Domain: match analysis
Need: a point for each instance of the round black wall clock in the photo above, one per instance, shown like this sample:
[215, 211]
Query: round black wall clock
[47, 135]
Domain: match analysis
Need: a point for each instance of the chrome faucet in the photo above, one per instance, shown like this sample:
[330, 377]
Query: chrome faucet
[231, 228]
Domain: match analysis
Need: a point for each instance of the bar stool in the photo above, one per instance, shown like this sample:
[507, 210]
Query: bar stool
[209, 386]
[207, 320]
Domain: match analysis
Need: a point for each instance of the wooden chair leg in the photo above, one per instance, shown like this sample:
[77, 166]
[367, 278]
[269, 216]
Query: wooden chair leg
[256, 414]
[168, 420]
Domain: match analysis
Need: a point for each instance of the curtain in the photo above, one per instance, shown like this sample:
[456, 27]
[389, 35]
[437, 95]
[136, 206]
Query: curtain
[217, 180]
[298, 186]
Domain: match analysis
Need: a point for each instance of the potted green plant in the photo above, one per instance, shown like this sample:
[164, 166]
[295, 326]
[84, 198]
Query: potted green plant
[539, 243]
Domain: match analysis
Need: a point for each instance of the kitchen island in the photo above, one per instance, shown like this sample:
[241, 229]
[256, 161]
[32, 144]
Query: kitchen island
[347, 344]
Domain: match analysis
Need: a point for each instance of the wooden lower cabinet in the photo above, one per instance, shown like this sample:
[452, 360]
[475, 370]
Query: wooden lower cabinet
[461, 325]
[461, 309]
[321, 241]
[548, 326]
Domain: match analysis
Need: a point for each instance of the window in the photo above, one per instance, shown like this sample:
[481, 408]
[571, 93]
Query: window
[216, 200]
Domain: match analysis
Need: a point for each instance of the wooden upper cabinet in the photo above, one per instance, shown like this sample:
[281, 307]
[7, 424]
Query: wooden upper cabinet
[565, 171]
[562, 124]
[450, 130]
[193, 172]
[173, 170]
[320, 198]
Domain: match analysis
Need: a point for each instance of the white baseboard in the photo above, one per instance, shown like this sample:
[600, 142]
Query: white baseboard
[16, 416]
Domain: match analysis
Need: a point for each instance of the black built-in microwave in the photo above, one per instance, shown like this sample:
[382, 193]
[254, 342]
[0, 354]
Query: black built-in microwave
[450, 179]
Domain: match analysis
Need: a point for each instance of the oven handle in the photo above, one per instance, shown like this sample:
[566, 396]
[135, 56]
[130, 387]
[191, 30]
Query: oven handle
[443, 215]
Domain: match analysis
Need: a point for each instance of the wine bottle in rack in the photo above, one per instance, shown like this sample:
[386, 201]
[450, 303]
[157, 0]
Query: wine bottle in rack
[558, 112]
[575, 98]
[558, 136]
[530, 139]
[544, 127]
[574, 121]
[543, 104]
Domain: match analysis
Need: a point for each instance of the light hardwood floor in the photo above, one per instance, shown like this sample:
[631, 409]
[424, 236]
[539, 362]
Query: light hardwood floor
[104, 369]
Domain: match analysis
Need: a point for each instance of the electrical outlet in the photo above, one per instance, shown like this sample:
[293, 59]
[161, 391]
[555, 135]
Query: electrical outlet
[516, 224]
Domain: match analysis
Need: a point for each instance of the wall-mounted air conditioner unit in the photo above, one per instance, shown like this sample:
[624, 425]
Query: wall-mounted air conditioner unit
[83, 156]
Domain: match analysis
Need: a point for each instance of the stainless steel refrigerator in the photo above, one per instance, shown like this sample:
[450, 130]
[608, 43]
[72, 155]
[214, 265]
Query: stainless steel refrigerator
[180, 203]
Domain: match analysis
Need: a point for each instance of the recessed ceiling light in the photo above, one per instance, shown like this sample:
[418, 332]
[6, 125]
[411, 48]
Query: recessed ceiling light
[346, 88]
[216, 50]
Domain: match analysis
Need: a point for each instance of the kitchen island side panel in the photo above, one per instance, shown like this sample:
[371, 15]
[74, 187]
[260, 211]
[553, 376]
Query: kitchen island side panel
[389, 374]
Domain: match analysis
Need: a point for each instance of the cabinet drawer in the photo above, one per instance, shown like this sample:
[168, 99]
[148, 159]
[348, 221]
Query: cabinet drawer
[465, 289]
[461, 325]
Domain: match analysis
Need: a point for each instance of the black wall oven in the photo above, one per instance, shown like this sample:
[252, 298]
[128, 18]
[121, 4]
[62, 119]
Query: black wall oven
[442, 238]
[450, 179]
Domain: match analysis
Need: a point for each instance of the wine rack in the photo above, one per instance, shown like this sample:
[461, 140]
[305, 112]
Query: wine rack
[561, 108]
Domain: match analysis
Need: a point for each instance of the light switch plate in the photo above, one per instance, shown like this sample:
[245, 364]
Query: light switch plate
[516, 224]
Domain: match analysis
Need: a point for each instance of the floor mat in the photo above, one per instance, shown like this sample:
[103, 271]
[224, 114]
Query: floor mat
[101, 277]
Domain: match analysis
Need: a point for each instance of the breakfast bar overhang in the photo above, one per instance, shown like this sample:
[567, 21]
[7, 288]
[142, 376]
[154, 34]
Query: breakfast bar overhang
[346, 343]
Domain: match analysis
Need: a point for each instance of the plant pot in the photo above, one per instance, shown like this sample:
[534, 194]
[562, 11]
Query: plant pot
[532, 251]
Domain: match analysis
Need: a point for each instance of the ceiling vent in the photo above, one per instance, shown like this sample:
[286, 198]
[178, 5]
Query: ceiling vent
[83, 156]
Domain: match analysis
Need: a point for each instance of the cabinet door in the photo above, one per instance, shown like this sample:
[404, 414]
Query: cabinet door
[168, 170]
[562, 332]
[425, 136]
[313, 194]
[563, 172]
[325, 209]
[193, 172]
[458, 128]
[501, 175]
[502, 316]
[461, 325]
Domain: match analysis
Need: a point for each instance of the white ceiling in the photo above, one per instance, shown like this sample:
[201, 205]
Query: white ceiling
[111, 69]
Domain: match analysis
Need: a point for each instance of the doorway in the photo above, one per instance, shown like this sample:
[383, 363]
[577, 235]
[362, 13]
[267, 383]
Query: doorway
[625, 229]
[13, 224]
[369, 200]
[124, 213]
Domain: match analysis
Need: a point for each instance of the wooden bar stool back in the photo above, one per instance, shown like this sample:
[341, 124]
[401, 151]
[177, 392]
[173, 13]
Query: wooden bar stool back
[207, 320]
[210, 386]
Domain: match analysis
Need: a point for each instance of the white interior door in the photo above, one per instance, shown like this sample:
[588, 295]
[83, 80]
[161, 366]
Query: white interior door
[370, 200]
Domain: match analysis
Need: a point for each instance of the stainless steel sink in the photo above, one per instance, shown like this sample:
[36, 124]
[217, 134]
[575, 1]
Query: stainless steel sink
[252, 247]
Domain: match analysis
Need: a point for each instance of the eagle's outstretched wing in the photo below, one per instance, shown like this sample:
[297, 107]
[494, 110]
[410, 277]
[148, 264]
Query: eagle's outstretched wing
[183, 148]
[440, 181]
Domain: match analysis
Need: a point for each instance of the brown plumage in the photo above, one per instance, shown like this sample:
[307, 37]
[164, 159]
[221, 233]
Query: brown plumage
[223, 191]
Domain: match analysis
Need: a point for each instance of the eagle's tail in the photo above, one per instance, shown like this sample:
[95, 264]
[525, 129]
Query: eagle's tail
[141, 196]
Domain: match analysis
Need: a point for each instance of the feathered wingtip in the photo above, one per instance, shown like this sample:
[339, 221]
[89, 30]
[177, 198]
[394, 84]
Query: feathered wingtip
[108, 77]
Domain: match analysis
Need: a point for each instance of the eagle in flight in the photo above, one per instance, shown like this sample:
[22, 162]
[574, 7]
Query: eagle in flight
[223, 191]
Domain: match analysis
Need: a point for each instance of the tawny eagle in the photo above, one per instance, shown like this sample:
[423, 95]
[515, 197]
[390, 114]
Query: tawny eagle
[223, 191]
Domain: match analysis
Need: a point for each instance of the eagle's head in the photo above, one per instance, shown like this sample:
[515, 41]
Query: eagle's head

_Work task:_ Lines from the one with "Need: a point for each instance of the feathered" through the last line above must be printed exactly; no other line is to appear.

_Your solution:_
Need: a point for each instance of the feathered wingtip in the photo above, one per instance, shown like this sample:
[339, 221]
[89, 30]
[177, 198]
[394, 84]
Query: feathered wingtip
[108, 77]
Domain: match analysis
Need: a point for each instance of the eagle in flight in the photo above, one per instance, shown like this sample:
[22, 162]
[574, 7]
Query: eagle in flight
[223, 191]
Domain: match analysis
Need: a point for each instance of the tawny eagle in the photo above, one per instance, shown like this sample:
[423, 95]
[515, 197]
[390, 114]
Query: tawny eagle
[223, 191]
Domain: match analysis
Need: a point for each instance of the eagle's head in the photo above, one per instance, shown like this sample:
[515, 41]
Query: eagle's head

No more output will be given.